> [Challenges]:
• 1. Reproduce word for word the passage of the military spouse article that begins at the words "3. Thinking that" and stops after the words "you: civil discourse.".
• 2. Decide whether each statement below agrees with the military spouse article, and answer yes or no, quoting the words of the article that settle it.
(a) The article recommends the word "spouse" in place of "husband" or "wife."
(b) The article estimates that about half of a group of 100 military spouses are men.
(c) The article says it is wrong to change the subject during a political disagreement.

> [Excerpt]:
⁂

Old habits are hard to break and when it comes to the military community, we’ve got some habits that seem hell-bent on staying put. As much as we celebrate the diversity in our community, we sometimes forget to “check ourselves before we wreck ourselves” when meeting new people or interacting in online groups and forums.

We know how challenging it can be when you’re the odd-spouse-out, so here are a few things you can do to make sure you’re talking the talk and walking the walk when it comes to embracing the #OneMilFam way of life:

Check Yourself Before You Wreck Yourself: 6 Things Every Military Spouse Needs to Stop Doing Right Now

6 Things Every MilSpouse Needs to Stop Doing Right Now

1. Addressing the military spouse community at-large as “ladies” or “wives”

Unless you are 100,000% sure that you’re addressing a group of female military spouses, be the anti-Nike and just DON’T do it. In so many cases, we throw out “ladies” or “wives” without really thinking about group composition. We know there are guy spouses out there; we’ve seen them. We’ve hung out with them. Heck, in a group of 100 military spouses, we’re pretty sure there’s probably about 9 to 10 of them in there.

Here are some sweet alternatives: “Hey, all!” “Hey, y’all!” “Hello Everyone!” “Whazzup?” “Good morning!” or my favorite “Dear Team Awesome.”

2. Asking other military spouses about their “husbands” or “wives”

Facepalm. Our same-sex military families are out, they’re proud and they look just like everyone else…gasp! Get hip to be square and drop “husband” or “wife” and try this amazing word: “spouse.”

Boom. Problem solved.

3. Thinking that everyone in the military is part of the same political party

This assumption is such an elephant in our proverbial shared living room, isn’t it? (See what we did there?) With a crazy diverse population like ours, our views on politics are no different. Never ass-ume you’re talking to like-minded thinkers. (We did it again!) If you find yourself teetering on the edge of a politically charged conversation, we have 2 words for you: civil discourse.

It’s OK to agree to disagree. It’s also OK to politely shift topics to something less touchy.

4. Using the word “dependa” (or any derivative thereof)

⁂

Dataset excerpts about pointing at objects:

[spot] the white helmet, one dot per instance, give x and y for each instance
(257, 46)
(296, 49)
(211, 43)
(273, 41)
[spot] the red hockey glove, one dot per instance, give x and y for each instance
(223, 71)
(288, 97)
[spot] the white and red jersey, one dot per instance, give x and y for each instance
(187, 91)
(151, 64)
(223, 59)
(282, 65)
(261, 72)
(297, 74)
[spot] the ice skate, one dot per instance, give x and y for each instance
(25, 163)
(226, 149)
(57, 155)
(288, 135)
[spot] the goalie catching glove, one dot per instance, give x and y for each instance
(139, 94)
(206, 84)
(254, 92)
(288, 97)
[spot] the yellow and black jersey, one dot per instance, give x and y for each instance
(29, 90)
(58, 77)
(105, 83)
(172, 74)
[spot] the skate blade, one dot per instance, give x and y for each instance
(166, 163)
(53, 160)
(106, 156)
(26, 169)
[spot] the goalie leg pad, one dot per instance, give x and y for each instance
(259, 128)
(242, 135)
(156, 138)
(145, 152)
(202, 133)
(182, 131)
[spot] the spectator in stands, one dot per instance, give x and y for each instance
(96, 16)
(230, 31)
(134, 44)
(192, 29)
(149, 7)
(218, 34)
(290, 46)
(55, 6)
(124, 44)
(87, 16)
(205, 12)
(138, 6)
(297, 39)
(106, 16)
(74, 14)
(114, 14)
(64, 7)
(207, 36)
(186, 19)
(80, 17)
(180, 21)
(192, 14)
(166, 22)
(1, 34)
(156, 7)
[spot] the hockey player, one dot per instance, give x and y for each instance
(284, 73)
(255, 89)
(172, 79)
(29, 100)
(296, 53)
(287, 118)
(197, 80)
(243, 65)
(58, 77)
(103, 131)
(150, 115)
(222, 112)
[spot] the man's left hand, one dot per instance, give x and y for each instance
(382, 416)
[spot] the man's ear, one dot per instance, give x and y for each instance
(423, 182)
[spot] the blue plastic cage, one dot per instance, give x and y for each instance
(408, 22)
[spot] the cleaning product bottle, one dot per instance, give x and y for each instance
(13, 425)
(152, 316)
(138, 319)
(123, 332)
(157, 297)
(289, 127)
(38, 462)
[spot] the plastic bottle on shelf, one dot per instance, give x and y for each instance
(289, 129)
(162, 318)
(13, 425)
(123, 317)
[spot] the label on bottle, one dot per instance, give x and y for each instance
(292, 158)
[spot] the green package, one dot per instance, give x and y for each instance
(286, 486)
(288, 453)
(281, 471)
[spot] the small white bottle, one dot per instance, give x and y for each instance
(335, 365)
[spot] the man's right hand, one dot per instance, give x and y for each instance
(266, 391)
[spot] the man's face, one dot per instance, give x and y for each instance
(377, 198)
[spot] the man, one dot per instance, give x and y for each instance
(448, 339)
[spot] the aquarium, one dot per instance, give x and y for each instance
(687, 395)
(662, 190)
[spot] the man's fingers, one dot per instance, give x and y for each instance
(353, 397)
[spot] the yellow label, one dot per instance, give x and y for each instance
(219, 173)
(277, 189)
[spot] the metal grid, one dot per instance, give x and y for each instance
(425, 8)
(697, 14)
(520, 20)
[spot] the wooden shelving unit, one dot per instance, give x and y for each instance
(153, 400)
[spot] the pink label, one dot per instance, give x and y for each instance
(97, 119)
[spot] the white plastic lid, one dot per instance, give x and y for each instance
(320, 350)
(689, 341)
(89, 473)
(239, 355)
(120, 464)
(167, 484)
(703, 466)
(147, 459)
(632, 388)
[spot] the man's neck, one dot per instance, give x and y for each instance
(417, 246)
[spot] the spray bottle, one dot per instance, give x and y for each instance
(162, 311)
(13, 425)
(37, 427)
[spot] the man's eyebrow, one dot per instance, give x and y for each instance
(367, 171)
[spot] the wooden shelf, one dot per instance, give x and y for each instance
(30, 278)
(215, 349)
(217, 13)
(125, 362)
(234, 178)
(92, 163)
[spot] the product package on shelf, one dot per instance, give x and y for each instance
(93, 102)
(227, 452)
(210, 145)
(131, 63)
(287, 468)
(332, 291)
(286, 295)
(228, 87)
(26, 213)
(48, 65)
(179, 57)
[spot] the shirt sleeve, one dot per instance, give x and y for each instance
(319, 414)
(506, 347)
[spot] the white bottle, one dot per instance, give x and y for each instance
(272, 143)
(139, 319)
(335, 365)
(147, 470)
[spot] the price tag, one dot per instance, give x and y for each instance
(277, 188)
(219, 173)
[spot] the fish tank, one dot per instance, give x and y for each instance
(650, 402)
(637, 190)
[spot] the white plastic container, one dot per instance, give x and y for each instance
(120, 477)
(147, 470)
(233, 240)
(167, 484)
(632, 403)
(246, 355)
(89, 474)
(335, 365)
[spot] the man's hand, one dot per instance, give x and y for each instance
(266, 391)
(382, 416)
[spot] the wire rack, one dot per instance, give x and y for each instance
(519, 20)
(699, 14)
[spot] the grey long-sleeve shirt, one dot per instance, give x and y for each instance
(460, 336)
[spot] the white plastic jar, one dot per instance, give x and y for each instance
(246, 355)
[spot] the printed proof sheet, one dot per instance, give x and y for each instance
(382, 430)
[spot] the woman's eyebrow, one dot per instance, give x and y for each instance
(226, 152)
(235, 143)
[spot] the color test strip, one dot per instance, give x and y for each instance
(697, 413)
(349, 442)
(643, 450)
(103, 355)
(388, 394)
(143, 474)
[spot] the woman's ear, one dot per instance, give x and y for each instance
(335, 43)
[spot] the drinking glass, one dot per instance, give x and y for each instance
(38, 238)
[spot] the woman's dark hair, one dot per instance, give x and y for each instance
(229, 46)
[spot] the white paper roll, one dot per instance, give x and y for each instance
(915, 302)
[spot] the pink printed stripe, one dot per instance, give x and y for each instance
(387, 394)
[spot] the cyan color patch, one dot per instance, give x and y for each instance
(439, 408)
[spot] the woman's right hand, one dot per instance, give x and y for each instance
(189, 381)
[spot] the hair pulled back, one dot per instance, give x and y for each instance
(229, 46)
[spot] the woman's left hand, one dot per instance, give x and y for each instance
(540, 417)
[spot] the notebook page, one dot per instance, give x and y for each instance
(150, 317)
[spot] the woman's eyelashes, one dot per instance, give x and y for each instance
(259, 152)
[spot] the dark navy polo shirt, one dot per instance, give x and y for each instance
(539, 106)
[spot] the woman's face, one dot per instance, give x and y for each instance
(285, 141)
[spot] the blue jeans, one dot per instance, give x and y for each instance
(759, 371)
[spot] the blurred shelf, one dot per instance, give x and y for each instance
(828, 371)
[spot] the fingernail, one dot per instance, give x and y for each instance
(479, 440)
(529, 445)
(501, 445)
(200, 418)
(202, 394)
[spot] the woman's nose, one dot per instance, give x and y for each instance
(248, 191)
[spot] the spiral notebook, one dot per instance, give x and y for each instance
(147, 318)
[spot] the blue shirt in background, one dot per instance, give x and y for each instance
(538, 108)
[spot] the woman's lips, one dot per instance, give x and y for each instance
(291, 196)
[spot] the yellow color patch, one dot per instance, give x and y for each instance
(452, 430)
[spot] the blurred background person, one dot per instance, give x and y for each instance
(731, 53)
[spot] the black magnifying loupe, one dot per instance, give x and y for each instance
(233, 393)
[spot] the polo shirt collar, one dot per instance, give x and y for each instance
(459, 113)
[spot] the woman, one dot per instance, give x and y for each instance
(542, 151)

⁂

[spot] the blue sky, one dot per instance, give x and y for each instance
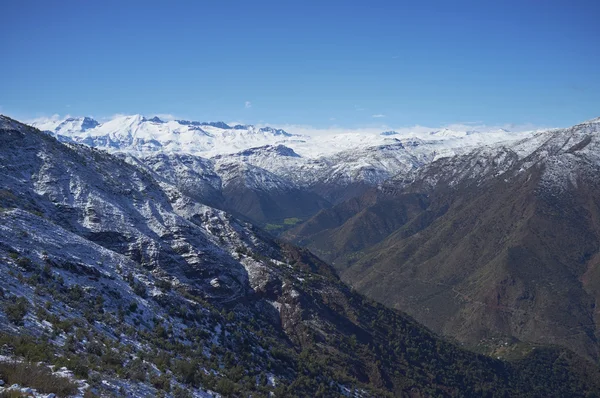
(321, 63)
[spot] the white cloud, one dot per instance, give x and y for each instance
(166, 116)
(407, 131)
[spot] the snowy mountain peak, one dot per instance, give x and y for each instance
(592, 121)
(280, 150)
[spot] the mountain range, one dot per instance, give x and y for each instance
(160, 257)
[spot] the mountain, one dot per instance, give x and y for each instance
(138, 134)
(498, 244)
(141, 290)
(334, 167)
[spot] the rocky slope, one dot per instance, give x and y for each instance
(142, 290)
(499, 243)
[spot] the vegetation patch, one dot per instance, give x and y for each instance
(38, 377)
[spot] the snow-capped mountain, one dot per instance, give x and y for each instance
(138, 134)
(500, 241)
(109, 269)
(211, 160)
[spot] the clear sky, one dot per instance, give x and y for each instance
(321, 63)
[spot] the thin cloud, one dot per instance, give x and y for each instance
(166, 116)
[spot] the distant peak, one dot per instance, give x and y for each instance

⁂

> [The solutions]:
• 1.
3. Thinking that everyone in the military is part of the same political party

This assumption is such an elephant in our proverbial shared living room, isn’t it? (See what we did there?) With a crazy diverse population like ours, our views on politics are no different. Never ass-ume you’re talking to like-minded thinkers. (We did it again!) If you find yourself teetering on the edge of a politically charged conversation, we have 2 words for you: civil discourse.

• 2.
(a) Yes: "drop “husband” or “wife” and try this amazing word: “spouse.”"
(b) No: "in a group of 100 military spouses, we’re pretty sure there’s probably about 9 to 10 of them in there."
(c) No: "It’s also OK to politely shift topics to something less touchy."